Transcribe the material word for word, but without the images.
>> start Supplied data
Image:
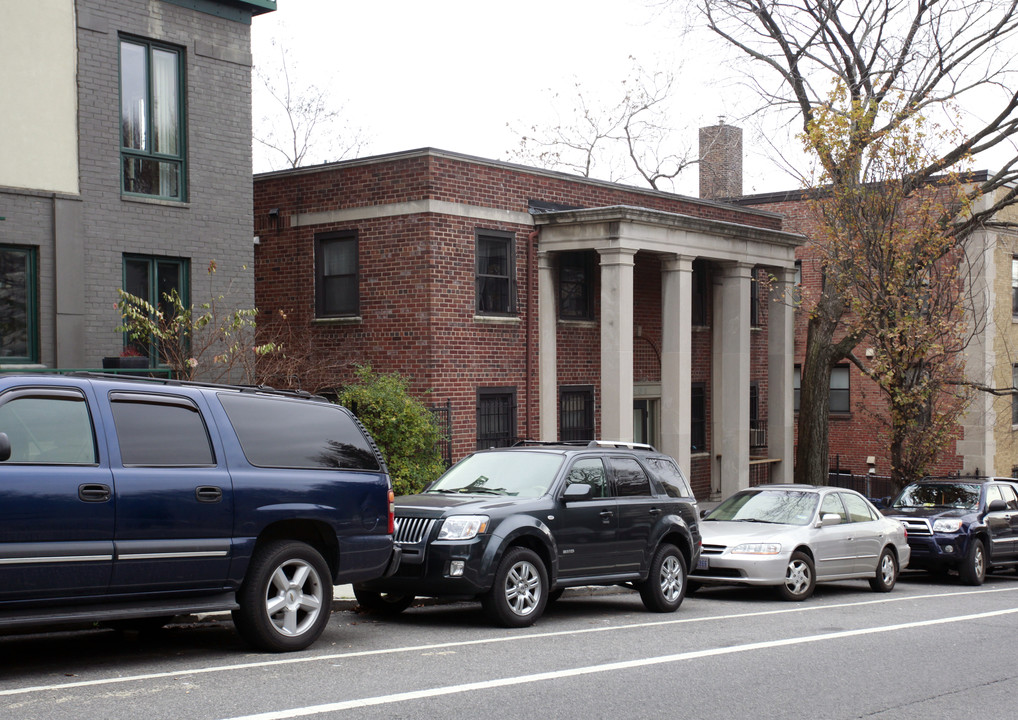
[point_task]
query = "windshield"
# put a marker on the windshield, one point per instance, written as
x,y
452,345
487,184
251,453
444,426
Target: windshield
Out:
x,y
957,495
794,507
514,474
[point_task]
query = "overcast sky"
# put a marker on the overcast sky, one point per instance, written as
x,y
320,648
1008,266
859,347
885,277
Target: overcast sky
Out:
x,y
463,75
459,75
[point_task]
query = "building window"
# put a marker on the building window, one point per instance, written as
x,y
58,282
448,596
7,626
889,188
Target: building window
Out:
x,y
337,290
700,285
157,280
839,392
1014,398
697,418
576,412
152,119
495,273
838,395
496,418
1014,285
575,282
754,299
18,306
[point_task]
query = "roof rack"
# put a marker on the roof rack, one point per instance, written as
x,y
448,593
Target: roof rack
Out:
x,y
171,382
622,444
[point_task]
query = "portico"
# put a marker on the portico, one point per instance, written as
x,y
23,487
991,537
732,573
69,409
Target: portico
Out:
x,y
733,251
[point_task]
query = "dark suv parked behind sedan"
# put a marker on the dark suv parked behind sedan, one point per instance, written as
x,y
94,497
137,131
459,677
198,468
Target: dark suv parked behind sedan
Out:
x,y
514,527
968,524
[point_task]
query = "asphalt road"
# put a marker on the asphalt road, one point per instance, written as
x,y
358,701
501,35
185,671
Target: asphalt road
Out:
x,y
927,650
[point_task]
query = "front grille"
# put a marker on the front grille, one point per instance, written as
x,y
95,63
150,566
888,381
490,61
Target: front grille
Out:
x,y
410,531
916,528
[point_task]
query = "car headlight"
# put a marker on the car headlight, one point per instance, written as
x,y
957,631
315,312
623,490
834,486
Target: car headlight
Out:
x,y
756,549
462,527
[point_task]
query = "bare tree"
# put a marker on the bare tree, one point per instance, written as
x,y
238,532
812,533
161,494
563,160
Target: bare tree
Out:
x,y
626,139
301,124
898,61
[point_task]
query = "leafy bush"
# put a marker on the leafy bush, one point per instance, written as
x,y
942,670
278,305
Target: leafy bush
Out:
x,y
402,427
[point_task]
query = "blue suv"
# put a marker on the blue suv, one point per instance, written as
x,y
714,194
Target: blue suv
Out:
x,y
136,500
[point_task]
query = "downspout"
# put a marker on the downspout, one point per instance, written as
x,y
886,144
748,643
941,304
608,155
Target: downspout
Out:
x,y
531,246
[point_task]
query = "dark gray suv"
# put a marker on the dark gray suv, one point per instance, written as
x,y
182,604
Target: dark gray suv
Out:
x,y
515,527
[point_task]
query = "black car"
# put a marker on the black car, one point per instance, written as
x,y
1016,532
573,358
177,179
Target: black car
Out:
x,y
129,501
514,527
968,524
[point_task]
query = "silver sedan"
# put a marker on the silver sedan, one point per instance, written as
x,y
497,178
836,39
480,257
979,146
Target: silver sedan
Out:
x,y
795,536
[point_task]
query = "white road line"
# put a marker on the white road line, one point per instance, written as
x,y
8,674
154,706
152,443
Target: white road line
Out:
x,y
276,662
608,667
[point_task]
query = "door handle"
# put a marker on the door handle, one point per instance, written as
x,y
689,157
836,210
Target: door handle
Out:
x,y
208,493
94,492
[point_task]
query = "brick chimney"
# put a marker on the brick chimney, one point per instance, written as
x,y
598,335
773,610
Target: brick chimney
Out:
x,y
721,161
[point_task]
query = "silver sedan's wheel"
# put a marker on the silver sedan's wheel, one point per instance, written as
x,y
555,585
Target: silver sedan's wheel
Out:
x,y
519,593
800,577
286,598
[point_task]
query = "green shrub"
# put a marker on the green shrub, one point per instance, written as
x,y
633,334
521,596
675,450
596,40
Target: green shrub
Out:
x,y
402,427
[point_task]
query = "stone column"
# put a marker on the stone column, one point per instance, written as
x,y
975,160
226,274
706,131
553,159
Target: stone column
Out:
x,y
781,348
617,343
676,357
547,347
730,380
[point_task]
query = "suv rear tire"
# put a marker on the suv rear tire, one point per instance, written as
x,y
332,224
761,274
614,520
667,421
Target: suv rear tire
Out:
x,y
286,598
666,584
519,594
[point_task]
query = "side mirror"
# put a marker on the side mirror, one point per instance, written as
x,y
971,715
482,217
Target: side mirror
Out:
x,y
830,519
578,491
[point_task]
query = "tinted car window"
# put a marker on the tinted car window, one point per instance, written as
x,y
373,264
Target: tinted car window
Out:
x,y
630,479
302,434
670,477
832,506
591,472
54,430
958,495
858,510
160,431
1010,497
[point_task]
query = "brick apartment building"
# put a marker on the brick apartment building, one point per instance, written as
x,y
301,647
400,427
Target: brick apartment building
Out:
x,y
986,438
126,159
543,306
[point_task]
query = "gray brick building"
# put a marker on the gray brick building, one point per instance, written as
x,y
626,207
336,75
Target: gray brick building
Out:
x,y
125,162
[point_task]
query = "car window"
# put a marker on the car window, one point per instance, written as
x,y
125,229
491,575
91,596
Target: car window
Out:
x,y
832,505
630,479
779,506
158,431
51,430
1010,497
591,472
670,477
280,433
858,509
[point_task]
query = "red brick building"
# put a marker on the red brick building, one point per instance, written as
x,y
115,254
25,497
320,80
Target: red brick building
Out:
>> end Supplied data
Task response:
Image:
[point_task]
query = "windshield"
# put a marker on the windshield, one point per instance, written as
x,y
452,345
487,184
251,453
444,426
Target: windshield
Out:
x,y
957,495
794,507
514,474
[point_task]
query = "overcast sky"
# put a marker on the overcast sky, one point per instance, written as
x,y
320,648
1008,266
859,347
885,277
Target: overcast sky
Out:
x,y
463,75
459,75
[point_task]
query = "building window"
# put a marker on the building window, one point per instance, written as
x,y
58,282
448,596
7,626
889,188
Target: building window
Out:
x,y
337,290
700,285
157,280
839,392
1014,398
697,418
576,412
152,119
495,273
838,395
496,418
1014,285
575,282
754,299
18,306
[point_task]
query = "roof rack"
# put a marker on the roof rack, one point per instance, written as
x,y
448,593
Target: roof rack
Out:
x,y
171,382
622,444
[point_task]
query = "portico"
# put a marker on the portico, one point per instance, written as
x,y
23,487
991,537
732,573
69,409
Target: portico
Out:
x,y
733,251
[point_task]
query = "dark suv parked behind sedan"
# put a marker on the dark suv parked behind sedan, one point per instance, written as
x,y
94,497
137,131
459,677
198,468
Target: dark suv parked behind sedan
Out:
x,y
514,527
968,524
[point_task]
query = "asphalt road"
# put a marker on the asphalt road, one point per instance, written as
x,y
358,701
501,35
185,671
Target: asphalt road
Out:
x,y
927,650
[point_task]
query = "front grille"
# put a marker on the front grille, one point per instance, written as
x,y
95,63
150,566
888,381
490,61
Target: front grille
Out:
x,y
410,531
916,528
[point_task]
query = "car headlight"
# put a marker on the car headlight, one point per instance, written as
x,y
957,631
315,312
623,490
834,486
Target: car headlight
Out:
x,y
756,549
462,527
[point_task]
query = "bare tree"
# put a marker on the bare tree, one point per instance, written as
x,y
238,532
812,533
161,494
563,160
Target: bare tree
Out:
x,y
626,139
301,124
898,61
[point_task]
query = "leafy bush"
# put a marker on the leafy bush, one point per instance, written as
x,y
942,670
278,305
Target: leafy bush
Out:
x,y
402,427
[point_task]
query = "blue suv"
# put a marker on the blue suv, one point per instance, written as
x,y
714,194
Target: blue suv
Out:
x,y
136,500
[point_task]
query = "downspout"
# put a marker on the downspout, one point per instance, written as
x,y
886,144
748,643
941,304
608,155
Target: downspout
Out:
x,y
531,246
[point_task]
query = "dark gray suv"
# put a marker on the dark gray suv, one point per instance, written as
x,y
182,604
Target: dark gray suv
Out:
x,y
515,527
[point_task]
query = "black car"
# put a marker on the black car, one point per instance, written as
x,y
1016,532
573,358
177,179
Target: black car
Out:
x,y
129,501
514,527
968,524
[point_task]
query = "silver sedan"
# put a marker on the silver sedan, one point per instance, written as
x,y
497,178
836,39
480,257
979,146
Target: silver sedan
Out:
x,y
795,536
[point_task]
query = "white road line"
# put a marker on the white road line, one point per instance, written as
x,y
8,674
154,706
152,443
Target: white road line
Out:
x,y
276,662
608,667
[point_task]
query = "door handle"
# put a marker on the door handle, one point per instance, written as
x,y
689,157
836,210
Target: door handle
Out:
x,y
208,493
94,492
[point_task]
query = "brick chimney"
# put a marker on the brick chimney, one point per instance, written as
x,y
598,335
773,610
Target: brick chimney
Out:
x,y
721,161
[point_task]
query = "silver sedan's wheel"
# put a marker on the silver sedan's wheel, one point per instance, written as
x,y
555,585
Target: silver sedan's wheel
Out:
x,y
519,593
800,577
286,598
[point_task]
query = "green shrub"
# put a marker on the green shrub, one point per instance, written as
x,y
633,334
521,596
675,450
596,40
Target: green shrub
Out:
x,y
402,427
[point_task]
query = "stone column"
# put a marker on the stone column, one point per instance, written as
x,y
975,160
226,274
706,131
553,159
Target: stone column
Out:
x,y
781,348
617,343
676,357
547,347
730,380
[point_task]
query = "suv rear tire"
# put a marker on the suv rear tire, one point per instance, written as
x,y
332,224
761,274
614,520
667,421
Target: suv rear tire
Out:
x,y
286,598
666,584
519,594
[point_task]
query = "side mirror"
# put a marker on the side mirror, one point per instance, written as
x,y
971,715
482,217
Target: side mirror
Out:
x,y
830,519
578,491
[point_task]
query = "tinted car window"
# put a marker on the tinted car window, one point per instance, written as
x,y
373,264
Target: tinted car window
Out:
x,y
630,479
302,434
670,477
832,506
591,472
54,430
958,495
858,510
160,431
1010,497
[point_task]
query = "brick apartment building"
# put a marker on the brick apartment building, one point per instance, written as
x,y
301,647
400,427
Target: brick apartment building
Out:
x,y
986,438
126,159
543,306
[point_task]
query = "gray brick building"
# put a marker on the gray brick building, one point per instance, written as
x,y
626,207
336,75
Target: gray brick building
Out:
x,y
125,162
[point_task]
query = "car window"
# put a marker on the car window, one point per instance, written as
x,y
125,229
491,575
91,596
Target: car window
Out:
x,y
832,505
630,479
779,506
158,431
51,430
1010,497
591,472
670,477
280,433
858,509
[point_task]
query = "red brick building"
# put a marker on the red brick building, one point per instance, written as
x,y
115,254
25,497
320,80
Target: red brick building
Out:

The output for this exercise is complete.